:: Document excerpt ::
◇ ◇ ◇ ◇ ◇ ◇ ◇
New York Democratic Rep. Carolyn Maloney and a rendering of the monkeypox MPV virus.

The congresswoman wants to know what's being done to ensure that the LGBTQ+ community doesn't bear the full burden of the MPV outbreak.

The Democratic chairperson of the House Oversight Committee is demanding information from the Biden administration regarding monkeypox, including how the government plans to deal with the disproportionate impact the disease has on LGBTQ+ individuals.

In a new letter to Health and Human Services secretary Xavier Bacerra, obtained first by New York TV station NY1, U.S. Rep. Carolyn Maloney of Manhattan voiced concern about the supply of vaccines not meeting the demand. "In New York City, vaccine appointments fill up within minutes," she wrote.

"I am also concerned that both CDC and commercial laboratories lack adequate capacity to test people experiencing monkeypox symptoms," she continued.

Rep. Ritchie Torres, also a Democrat representing New York, wrote to the inspector general of HHS and the Government Accountability Office earlier, calling attention to the issue and asking for an investigation into the MPV response.

"The U.S. has a long and ugly history of ignoring the public health needs of the LGBTQ community. For many in the community, history is repeating itself," the congressman representing the Bronx wrote.

Over 2,100 cases of MPV have been confirmed in the U.S. as of Tuesday, with almost one out of four cases occurring in the city of New York.
◇ ◇ ◇ ◇ ◇ ◇ ◇
:: Data extracts ::
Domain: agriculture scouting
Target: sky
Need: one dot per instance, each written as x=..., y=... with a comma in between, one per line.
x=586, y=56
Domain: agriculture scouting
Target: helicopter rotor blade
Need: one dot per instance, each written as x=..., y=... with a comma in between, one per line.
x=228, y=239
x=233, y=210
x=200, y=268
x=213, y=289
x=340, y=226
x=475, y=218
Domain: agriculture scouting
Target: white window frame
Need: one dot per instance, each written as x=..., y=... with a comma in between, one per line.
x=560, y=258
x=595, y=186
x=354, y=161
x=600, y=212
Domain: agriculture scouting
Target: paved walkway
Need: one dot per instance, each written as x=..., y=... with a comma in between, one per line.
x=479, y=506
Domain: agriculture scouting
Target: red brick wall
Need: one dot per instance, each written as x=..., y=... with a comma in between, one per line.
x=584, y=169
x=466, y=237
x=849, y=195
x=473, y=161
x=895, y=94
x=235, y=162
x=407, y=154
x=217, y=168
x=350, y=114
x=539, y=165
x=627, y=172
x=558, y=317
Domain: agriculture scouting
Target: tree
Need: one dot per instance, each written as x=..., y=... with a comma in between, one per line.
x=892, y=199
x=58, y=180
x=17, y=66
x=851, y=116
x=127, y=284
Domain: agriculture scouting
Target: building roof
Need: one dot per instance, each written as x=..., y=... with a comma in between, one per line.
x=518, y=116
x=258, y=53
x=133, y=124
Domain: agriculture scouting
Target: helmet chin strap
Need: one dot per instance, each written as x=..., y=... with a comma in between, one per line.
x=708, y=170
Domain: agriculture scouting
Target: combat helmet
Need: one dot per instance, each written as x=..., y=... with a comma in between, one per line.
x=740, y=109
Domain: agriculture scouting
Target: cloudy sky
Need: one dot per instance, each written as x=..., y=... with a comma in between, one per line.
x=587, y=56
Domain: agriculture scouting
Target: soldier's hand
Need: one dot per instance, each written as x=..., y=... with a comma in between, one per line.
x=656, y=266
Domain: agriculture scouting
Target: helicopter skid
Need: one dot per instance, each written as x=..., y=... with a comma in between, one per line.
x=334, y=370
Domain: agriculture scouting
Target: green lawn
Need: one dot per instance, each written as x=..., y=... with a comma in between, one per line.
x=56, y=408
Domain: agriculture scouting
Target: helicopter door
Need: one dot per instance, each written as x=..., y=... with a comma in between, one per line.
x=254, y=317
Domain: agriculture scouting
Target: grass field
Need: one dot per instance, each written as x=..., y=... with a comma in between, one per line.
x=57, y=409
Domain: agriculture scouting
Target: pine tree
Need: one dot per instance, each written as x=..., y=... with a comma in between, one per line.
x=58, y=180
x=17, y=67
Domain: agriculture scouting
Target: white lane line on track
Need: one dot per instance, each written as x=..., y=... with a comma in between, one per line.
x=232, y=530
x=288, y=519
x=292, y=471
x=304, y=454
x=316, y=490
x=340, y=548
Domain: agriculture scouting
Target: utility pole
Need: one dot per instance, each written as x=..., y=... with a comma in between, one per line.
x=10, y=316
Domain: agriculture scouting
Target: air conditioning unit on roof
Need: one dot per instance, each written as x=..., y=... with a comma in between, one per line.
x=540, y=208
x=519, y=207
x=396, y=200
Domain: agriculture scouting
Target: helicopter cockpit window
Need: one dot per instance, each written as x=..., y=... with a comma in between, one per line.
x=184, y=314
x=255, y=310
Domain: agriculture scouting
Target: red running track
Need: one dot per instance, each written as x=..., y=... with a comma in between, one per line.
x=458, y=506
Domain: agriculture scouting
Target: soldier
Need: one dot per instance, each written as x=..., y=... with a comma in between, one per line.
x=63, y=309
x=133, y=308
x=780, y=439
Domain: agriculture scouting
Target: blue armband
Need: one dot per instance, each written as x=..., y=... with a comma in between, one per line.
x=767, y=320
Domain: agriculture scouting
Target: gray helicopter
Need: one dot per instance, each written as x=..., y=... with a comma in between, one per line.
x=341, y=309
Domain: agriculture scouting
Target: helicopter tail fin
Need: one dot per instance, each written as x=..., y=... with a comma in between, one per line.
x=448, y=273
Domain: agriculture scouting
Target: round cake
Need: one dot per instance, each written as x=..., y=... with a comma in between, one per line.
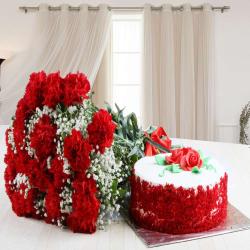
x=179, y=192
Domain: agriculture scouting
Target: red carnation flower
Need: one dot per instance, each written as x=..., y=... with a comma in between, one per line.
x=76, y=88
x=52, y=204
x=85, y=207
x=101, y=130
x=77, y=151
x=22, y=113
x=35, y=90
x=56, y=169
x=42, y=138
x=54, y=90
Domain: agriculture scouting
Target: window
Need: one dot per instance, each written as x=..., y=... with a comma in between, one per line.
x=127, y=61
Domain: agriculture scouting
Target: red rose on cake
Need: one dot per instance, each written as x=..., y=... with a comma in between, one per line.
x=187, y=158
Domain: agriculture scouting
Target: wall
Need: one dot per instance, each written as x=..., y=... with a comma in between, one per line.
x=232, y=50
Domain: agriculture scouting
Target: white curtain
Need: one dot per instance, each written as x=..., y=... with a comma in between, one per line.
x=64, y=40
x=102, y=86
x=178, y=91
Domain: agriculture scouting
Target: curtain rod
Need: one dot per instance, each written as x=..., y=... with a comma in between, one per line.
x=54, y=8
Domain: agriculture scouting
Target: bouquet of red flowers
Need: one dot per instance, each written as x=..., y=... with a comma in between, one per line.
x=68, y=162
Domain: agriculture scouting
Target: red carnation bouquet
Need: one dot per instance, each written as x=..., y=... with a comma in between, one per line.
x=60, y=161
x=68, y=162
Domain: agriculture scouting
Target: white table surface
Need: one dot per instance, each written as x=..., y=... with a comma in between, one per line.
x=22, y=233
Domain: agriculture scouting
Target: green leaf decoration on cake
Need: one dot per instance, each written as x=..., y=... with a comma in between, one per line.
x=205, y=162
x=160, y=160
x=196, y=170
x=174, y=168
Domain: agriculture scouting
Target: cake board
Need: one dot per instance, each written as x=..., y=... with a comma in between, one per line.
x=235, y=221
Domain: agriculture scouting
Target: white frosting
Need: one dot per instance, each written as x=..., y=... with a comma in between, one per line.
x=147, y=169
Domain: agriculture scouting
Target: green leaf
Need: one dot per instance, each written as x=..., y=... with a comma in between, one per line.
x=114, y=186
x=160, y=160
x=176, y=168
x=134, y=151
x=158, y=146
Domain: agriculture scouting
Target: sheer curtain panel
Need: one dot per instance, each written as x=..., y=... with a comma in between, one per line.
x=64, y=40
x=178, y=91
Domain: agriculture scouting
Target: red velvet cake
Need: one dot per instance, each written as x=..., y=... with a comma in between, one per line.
◇ ◇ ◇ ◇ ◇ ◇ ◇
:: Exercises ::
**a)** Translate this sentence from the monkeypox article into Spanish: "The congresswoman wants to know what's being done to ensure that the LGBTQ+ community doesn't bear the full burden of the MPV outbreak."
**b)** Write the next part of the article on the congressional response to monkeypox, picking up after its final sentence.

:: Exercise answers ::
**a)** La congresista quiere saber qué se está haciendo para garantizar que la comunidad LGBTQ+ no cargue con todo el peso del brote de MPV.

**b)**
In the letter, Maloney offers some praise for the Biden administration, commending the vaccine strategy announced on June 28 and steps the Department of Health and Human Services (HHS) is taking to "make testing more accessible."

Particularly, she highlighted the barriers that are frequently encountered by those who become infected with this virus when it comes to obtaining antiviral medications and urged the Food and Drug Administration and the Centers for Disease Control and Prevention to make changes to their protocols in order to keep up with the outbreak.

"Currently, CDC must approve the administration of this medication on a case-by-case basis," she wrote.

On Wednesday, New York State Health Commissioner Dr. Mary Basset said there are not yet enough MPV vaccines for everyone who wants or is eligible to get one, NY1 reports.

Maloney wants HHS to provide a briefing to her staff no later than August 5.